→ **EXERCISE BRIEF**
Could you please repeat all of the entries exactly as written?

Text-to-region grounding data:
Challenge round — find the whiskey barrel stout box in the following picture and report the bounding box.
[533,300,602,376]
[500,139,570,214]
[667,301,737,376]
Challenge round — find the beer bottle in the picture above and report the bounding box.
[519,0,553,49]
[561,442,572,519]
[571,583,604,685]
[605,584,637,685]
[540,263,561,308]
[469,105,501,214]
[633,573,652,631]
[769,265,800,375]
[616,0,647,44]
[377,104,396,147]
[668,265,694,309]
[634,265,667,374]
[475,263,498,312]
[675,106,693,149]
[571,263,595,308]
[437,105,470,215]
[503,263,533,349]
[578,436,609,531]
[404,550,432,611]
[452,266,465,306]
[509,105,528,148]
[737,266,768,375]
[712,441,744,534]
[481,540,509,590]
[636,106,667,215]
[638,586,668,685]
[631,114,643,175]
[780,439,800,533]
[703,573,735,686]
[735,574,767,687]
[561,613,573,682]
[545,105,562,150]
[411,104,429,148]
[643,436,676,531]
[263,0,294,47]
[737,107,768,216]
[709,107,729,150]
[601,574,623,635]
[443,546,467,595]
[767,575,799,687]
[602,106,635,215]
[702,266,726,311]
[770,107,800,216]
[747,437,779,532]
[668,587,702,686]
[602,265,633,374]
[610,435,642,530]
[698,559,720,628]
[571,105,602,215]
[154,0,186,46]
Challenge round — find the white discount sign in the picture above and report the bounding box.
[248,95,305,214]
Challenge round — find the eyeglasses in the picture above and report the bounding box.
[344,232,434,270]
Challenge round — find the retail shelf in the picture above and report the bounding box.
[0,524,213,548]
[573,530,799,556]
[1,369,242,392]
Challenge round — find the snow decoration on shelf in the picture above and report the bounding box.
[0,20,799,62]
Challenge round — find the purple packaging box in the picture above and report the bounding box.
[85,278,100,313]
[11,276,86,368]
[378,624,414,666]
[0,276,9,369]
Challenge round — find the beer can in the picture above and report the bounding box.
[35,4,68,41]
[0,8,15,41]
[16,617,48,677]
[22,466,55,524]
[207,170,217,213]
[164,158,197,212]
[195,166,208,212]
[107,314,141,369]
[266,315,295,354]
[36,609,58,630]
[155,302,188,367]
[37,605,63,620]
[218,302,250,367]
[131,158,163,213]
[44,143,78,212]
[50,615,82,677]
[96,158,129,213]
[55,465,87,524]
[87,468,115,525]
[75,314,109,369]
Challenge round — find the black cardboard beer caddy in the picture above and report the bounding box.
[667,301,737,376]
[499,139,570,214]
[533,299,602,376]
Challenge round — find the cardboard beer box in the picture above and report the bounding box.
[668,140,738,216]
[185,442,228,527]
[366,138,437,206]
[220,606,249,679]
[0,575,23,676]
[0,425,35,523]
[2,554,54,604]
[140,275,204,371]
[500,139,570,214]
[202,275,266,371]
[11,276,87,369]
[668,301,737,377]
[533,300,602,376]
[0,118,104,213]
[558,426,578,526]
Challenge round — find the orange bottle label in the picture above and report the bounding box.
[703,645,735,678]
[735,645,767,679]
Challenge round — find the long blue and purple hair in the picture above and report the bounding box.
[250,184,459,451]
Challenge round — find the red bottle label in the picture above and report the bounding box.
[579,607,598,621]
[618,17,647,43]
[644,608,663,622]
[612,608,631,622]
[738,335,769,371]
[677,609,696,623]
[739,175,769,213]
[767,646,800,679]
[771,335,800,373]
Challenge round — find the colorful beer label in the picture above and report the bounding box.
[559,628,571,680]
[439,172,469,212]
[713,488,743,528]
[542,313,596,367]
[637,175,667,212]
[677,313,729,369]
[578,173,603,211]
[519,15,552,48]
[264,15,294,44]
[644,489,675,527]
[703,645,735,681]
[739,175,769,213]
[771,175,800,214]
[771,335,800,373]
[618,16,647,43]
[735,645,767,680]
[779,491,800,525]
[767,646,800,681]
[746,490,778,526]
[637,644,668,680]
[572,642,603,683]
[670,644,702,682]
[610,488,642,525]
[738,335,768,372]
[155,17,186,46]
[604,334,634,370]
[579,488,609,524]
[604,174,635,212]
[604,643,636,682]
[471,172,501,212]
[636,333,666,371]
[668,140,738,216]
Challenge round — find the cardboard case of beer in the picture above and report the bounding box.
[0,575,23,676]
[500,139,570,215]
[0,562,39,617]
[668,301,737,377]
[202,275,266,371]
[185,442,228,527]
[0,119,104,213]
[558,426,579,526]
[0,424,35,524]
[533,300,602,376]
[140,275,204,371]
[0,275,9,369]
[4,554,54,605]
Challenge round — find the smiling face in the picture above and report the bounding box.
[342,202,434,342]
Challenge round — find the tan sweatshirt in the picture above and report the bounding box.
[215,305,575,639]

→ **TASK SOLUTION**
Challenge round — find the whiskey barrel stout box in the following picture and report the bounding box.
[533,300,602,376]
[500,139,570,214]
[667,301,737,376]
Challenge round — find the beer bottle in the picture above and report the bounding box.
[519,0,553,49]
[561,442,572,519]
[571,583,604,685]
[605,584,637,685]
[540,263,561,308]
[469,105,501,214]
[633,573,652,631]
[769,265,800,375]
[616,0,647,44]
[377,104,396,147]
[668,265,694,309]
[634,265,667,374]
[475,263,498,312]
[675,106,693,149]
[571,263,595,308]
[437,105,470,215]
[503,263,533,349]
[578,436,609,531]
[404,550,432,611]
[452,266,465,306]
[509,105,528,148]
[737,266,768,375]
[712,441,744,534]
[481,540,509,590]
[636,106,667,215]
[638,586,668,685]
[631,114,643,175]
[780,439,800,533]
[703,573,735,686]
[735,574,767,687]
[561,613,573,682]
[545,105,562,150]
[411,104,429,148]
[643,436,676,531]
[263,0,294,47]
[737,107,768,216]
[709,107,729,150]
[601,574,623,635]
[443,546,467,595]
[767,575,799,687]
[602,106,635,215]
[702,266,726,311]
[770,107,800,216]
[747,437,779,532]
[668,587,702,686]
[602,265,633,374]
[610,435,642,530]
[698,559,720,628]
[571,105,602,215]
[154,0,186,46]
Challenge round — find the white discount sign in the picture above and report the bounding box.
[248,95,305,214]
Challenge round — find the eyeglasses in the picture above and report the bounding box.
[344,232,434,270]
Challenge round — find the retail shelf in the picture above and report the bounding box.
[0,524,213,548]
[573,530,799,556]
[1,369,242,392]
Challenge round — find the snow decoration on shelf in the picture above and report the bounding box.
[0,20,799,62]
Challenge round — find the purple packaging box in the picture above and report the bounding box.
[85,278,100,313]
[11,276,86,368]
[378,624,414,666]
[0,276,9,369]
Challenge round — find the beer can in the picture above and report the bounding box.
[35,4,68,41]
[0,8,15,41]
[16,617,48,677]
[22,466,55,524]
[207,170,217,213]
[164,158,197,212]
[195,166,208,212]
[107,314,141,369]
[266,315,295,354]
[36,609,58,630]
[155,302,188,367]
[37,605,63,620]
[218,302,250,367]
[131,158,163,213]
[44,143,78,212]
[50,615,82,677]
[96,158,129,213]
[55,465,87,524]
[87,468,115,525]
[75,314,109,369]
Challenge round — find the black cardboard beer caddy in the picture above and report the bounding box.
[667,301,737,376]
[499,139,570,214]
[533,299,602,376]
Challenge round — find the cardboard beer box in the picture above and report the bounding box.
[668,140,738,216]
[185,442,228,527]
[366,138,437,206]
[220,606,249,679]
[0,575,23,676]
[0,425,35,523]
[2,554,54,604]
[140,275,204,371]
[500,139,570,214]
[202,275,266,371]
[11,276,87,369]
[668,301,737,377]
[533,300,602,376]
[0,118,104,213]
[558,426,578,526]
Challenge round — find the orange bottle label in the picture above and report the bounding box.
[703,645,735,678]
[735,645,767,679]
Challenge round — find the long blue and purple hair in the picture above and report the bounding box.
[250,184,459,451]
Challenge round — find the red bottle label in the picture above and report the bounding box.
[579,607,598,621]
[618,17,647,43]
[644,608,663,622]
[612,608,631,622]
[738,335,769,371]
[677,609,696,623]
[739,175,769,213]
[767,646,800,679]
[771,335,800,373]
Challenge round — find the colorful beer label in the picture above and report the bounding box.
[559,628,571,680]
[439,172,469,212]
[713,488,743,528]
[542,313,596,367]
[637,175,667,212]
[677,313,729,369]
[578,173,603,211]
[519,15,552,48]
[264,15,294,44]
[644,489,675,527]
[703,645,735,681]
[739,175,769,213]
[771,175,800,214]
[771,335,800,373]
[618,16,647,43]
[735,645,767,680]
[779,491,800,525]
[767,646,800,681]
[746,490,778,526]
[637,644,668,680]
[572,642,603,683]
[670,644,702,682]
[610,488,642,525]
[738,335,768,372]
[155,17,186,46]
[604,334,634,370]
[579,488,609,524]
[604,174,635,212]
[604,643,636,682]
[471,172,501,212]
[636,333,666,371]
[668,140,738,216]
Challenge round — find the cardboard case of beer in the picture above and report the bounding box.
[0,575,23,676]
[500,139,570,215]
[0,562,39,617]
[668,301,737,377]
[202,275,266,371]
[185,442,228,527]
[0,119,104,213]
[558,426,579,526]
[0,424,35,524]
[533,300,602,376]
[140,275,204,371]
[0,275,9,369]
[4,554,54,605]
Challenge round — find the smiling face in the picture above and report the bounding box.
[342,202,434,342]
Challenge round — find the tan sweatshirt in the picture above and report the bounding box.
[215,305,575,639]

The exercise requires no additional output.